Would you please reproduce all the entries word for word, minus the pictures?

● Input data
[Start of section]

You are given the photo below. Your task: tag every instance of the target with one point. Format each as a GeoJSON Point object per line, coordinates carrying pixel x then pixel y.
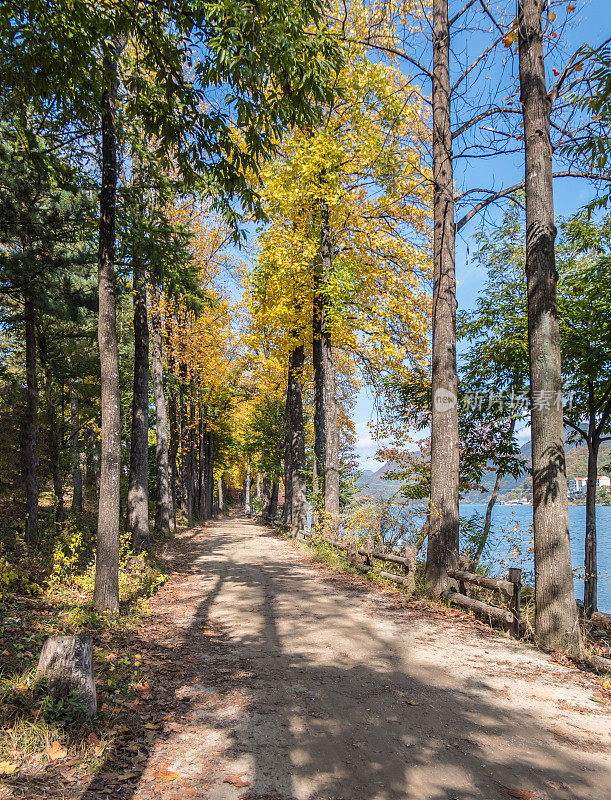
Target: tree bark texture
{"type": "Point", "coordinates": [185, 448]}
{"type": "Point", "coordinates": [288, 469]}
{"type": "Point", "coordinates": [442, 551]}
{"type": "Point", "coordinates": [591, 571]}
{"type": "Point", "coordinates": [297, 444]}
{"type": "Point", "coordinates": [272, 512]}
{"type": "Point", "coordinates": [247, 487]}
{"type": "Point", "coordinates": [556, 624]}
{"type": "Point", "coordinates": [221, 498]}
{"type": "Point", "coordinates": [106, 590]}
{"type": "Point", "coordinates": [30, 459]}
{"type": "Point", "coordinates": [67, 664]}
{"type": "Point", "coordinates": [174, 440]}
{"type": "Point", "coordinates": [137, 493]}
{"type": "Point", "coordinates": [326, 430]}
{"type": "Point", "coordinates": [54, 449]}
{"type": "Point", "coordinates": [163, 506]}
{"type": "Point", "coordinates": [75, 461]}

[End of section]

● Exercise response
You are given the photo below. Your task: tag every instance of the target with one point. Format each as a GeoJSON Point object per line, coordinates carrying pixel x then pixel y.
Target: tree bark texture
{"type": "Point", "coordinates": [185, 448]}
{"type": "Point", "coordinates": [288, 469]}
{"type": "Point", "coordinates": [442, 551]}
{"type": "Point", "coordinates": [591, 571]}
{"type": "Point", "coordinates": [297, 444]}
{"type": "Point", "coordinates": [272, 512]}
{"type": "Point", "coordinates": [247, 487]}
{"type": "Point", "coordinates": [556, 624]}
{"type": "Point", "coordinates": [221, 498]}
{"type": "Point", "coordinates": [106, 590]}
{"type": "Point", "coordinates": [30, 459]}
{"type": "Point", "coordinates": [67, 664]}
{"type": "Point", "coordinates": [174, 440]}
{"type": "Point", "coordinates": [137, 493]}
{"type": "Point", "coordinates": [326, 430]}
{"type": "Point", "coordinates": [54, 449]}
{"type": "Point", "coordinates": [163, 506]}
{"type": "Point", "coordinates": [75, 461]}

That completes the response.